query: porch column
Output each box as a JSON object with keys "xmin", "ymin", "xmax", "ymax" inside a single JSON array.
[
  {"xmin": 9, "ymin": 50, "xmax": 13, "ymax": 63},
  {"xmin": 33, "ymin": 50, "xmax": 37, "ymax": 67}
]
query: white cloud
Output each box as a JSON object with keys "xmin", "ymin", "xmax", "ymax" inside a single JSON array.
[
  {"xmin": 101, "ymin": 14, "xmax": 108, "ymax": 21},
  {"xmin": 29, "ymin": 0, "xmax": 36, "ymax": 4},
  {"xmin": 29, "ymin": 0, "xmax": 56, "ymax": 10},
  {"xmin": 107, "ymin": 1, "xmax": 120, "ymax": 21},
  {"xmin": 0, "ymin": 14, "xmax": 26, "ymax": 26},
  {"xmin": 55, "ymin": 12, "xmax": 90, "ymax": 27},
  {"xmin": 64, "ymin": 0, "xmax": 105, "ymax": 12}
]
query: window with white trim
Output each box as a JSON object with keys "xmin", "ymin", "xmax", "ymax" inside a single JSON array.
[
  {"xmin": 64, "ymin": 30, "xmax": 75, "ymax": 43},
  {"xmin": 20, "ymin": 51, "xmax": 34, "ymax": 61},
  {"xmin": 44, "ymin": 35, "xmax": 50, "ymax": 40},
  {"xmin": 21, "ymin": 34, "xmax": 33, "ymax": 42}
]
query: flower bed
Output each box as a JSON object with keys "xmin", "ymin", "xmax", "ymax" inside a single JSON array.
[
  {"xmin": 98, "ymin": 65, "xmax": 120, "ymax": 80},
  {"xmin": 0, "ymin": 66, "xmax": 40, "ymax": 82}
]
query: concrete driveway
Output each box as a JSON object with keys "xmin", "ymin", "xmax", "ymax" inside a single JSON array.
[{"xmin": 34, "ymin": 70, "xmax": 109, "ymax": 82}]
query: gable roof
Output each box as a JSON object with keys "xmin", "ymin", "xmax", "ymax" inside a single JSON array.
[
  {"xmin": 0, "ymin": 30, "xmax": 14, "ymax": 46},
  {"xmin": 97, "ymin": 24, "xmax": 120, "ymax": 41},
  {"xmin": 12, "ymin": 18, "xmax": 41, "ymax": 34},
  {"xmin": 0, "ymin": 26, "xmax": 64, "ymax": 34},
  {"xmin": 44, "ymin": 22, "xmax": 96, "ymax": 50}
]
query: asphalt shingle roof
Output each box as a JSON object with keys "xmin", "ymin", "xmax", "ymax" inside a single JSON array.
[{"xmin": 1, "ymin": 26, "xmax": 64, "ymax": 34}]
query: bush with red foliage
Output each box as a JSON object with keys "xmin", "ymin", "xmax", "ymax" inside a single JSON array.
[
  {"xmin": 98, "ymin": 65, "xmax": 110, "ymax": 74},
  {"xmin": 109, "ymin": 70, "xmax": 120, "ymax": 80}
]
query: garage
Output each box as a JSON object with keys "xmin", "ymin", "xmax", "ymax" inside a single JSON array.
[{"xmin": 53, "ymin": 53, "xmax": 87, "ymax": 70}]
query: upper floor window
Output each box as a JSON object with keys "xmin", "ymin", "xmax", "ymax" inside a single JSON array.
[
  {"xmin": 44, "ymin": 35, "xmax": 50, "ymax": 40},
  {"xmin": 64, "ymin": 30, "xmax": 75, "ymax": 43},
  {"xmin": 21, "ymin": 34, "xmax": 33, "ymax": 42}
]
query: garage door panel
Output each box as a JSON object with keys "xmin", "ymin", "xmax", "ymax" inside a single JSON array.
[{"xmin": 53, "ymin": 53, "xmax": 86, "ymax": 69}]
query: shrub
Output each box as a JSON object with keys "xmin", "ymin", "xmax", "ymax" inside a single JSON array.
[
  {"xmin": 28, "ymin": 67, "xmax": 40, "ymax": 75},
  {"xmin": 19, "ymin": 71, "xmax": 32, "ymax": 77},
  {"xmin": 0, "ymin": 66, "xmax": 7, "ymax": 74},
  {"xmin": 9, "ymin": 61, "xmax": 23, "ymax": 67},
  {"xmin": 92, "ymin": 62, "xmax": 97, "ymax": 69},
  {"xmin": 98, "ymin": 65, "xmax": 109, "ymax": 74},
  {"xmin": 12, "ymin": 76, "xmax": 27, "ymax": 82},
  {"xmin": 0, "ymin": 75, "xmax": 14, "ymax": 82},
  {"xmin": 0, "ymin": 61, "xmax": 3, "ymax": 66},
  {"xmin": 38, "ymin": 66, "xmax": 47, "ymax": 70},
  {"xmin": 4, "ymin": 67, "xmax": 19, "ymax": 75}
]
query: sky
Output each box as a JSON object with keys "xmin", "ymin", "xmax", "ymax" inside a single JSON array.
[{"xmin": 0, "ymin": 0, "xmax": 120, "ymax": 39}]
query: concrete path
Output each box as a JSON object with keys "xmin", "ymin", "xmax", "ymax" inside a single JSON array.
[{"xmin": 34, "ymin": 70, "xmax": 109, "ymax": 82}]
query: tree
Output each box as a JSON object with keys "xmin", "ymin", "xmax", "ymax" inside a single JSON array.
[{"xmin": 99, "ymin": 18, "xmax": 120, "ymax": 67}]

────────

● Task description
Quote each line of the data above exactly as written.

● Written reply
query: porch column
Output each box as a JSON object with keys "xmin", "ymin", "xmax", "ymax" inside a single JSON array.
[
  {"xmin": 9, "ymin": 50, "xmax": 13, "ymax": 63},
  {"xmin": 33, "ymin": 50, "xmax": 37, "ymax": 67}
]
query: white cloud
Output each box as a JSON object with keys "xmin", "ymin", "xmax", "ymax" inside a single JSON array.
[
  {"xmin": 101, "ymin": 14, "xmax": 108, "ymax": 21},
  {"xmin": 29, "ymin": 0, "xmax": 36, "ymax": 4},
  {"xmin": 29, "ymin": 0, "xmax": 56, "ymax": 10},
  {"xmin": 107, "ymin": 1, "xmax": 120, "ymax": 21},
  {"xmin": 0, "ymin": 14, "xmax": 26, "ymax": 26},
  {"xmin": 55, "ymin": 12, "xmax": 90, "ymax": 27},
  {"xmin": 64, "ymin": 0, "xmax": 105, "ymax": 12}
]
query: window with white trim
Output each box as a JSON object with keys "xmin", "ymin", "xmax", "ymax" inside a single JSON array.
[
  {"xmin": 64, "ymin": 30, "xmax": 75, "ymax": 43},
  {"xmin": 20, "ymin": 51, "xmax": 34, "ymax": 61},
  {"xmin": 44, "ymin": 35, "xmax": 50, "ymax": 40},
  {"xmin": 21, "ymin": 34, "xmax": 33, "ymax": 42}
]
query: flower bed
Output each box as a JSON object with keys "xmin", "ymin", "xmax", "ymax" inside a single JSON array.
[
  {"xmin": 98, "ymin": 65, "xmax": 120, "ymax": 80},
  {"xmin": 0, "ymin": 66, "xmax": 40, "ymax": 82}
]
query: concrete driveway
Output each box as a JSON object with keys "xmin", "ymin", "xmax", "ymax" inside a single JSON array.
[{"xmin": 34, "ymin": 70, "xmax": 109, "ymax": 82}]
query: gable roof
Output each box as a JSON object with keys "xmin", "ymin", "xmax", "ymax" inside a single JSON array.
[
  {"xmin": 0, "ymin": 30, "xmax": 14, "ymax": 46},
  {"xmin": 97, "ymin": 24, "xmax": 120, "ymax": 41},
  {"xmin": 12, "ymin": 18, "xmax": 41, "ymax": 34},
  {"xmin": 0, "ymin": 26, "xmax": 64, "ymax": 34},
  {"xmin": 44, "ymin": 22, "xmax": 96, "ymax": 50}
]
query: asphalt shingle roof
Output each box as a JSON object with keys "xmin", "ymin", "xmax", "ymax" inside a single JSON array.
[{"xmin": 1, "ymin": 26, "xmax": 64, "ymax": 34}]
query: bush with red foliage
Output each box as a JSON object with keys "xmin", "ymin", "xmax", "ymax" inside a single JSON array.
[
  {"xmin": 98, "ymin": 65, "xmax": 110, "ymax": 74},
  {"xmin": 109, "ymin": 70, "xmax": 120, "ymax": 80}
]
query: garage
Output each box as a JSON object with keys "xmin", "ymin", "xmax", "ymax" inside a single JSON array.
[{"xmin": 53, "ymin": 53, "xmax": 87, "ymax": 70}]
query: upper floor window
Output each box as a JSON object with keys "xmin", "ymin", "xmax", "ymax" inside a single JSON array.
[
  {"xmin": 44, "ymin": 35, "xmax": 50, "ymax": 40},
  {"xmin": 64, "ymin": 30, "xmax": 75, "ymax": 43},
  {"xmin": 21, "ymin": 34, "xmax": 33, "ymax": 42}
]
query: garage door panel
Output each box as a JSON object with keys "xmin", "ymin", "xmax", "ymax" inside a single JSON array.
[{"xmin": 53, "ymin": 53, "xmax": 86, "ymax": 69}]
query: shrub
Output each box as a JSON object with keys "xmin", "ymin", "xmax", "ymax" inside a single JSON array.
[
  {"xmin": 28, "ymin": 67, "xmax": 40, "ymax": 75},
  {"xmin": 19, "ymin": 71, "xmax": 32, "ymax": 77},
  {"xmin": 0, "ymin": 66, "xmax": 7, "ymax": 74},
  {"xmin": 9, "ymin": 61, "xmax": 23, "ymax": 67},
  {"xmin": 92, "ymin": 62, "xmax": 97, "ymax": 69},
  {"xmin": 98, "ymin": 65, "xmax": 109, "ymax": 74},
  {"xmin": 12, "ymin": 76, "xmax": 27, "ymax": 82},
  {"xmin": 0, "ymin": 75, "xmax": 14, "ymax": 82},
  {"xmin": 0, "ymin": 61, "xmax": 3, "ymax": 66},
  {"xmin": 38, "ymin": 66, "xmax": 47, "ymax": 70},
  {"xmin": 4, "ymin": 67, "xmax": 19, "ymax": 75}
]
query: sky
Output each box as a JSON object with keys "xmin", "ymin", "xmax", "ymax" inside a single JSON array.
[{"xmin": 0, "ymin": 0, "xmax": 120, "ymax": 39}]
query: concrete path
Output each box as a JSON object with keys "xmin", "ymin", "xmax", "ymax" inside a single JSON array.
[{"xmin": 34, "ymin": 70, "xmax": 109, "ymax": 82}]
query: tree
Output each box as a JSON object with keys "xmin", "ymin", "xmax", "ymax" inside a single JSON array.
[{"xmin": 99, "ymin": 18, "xmax": 120, "ymax": 67}]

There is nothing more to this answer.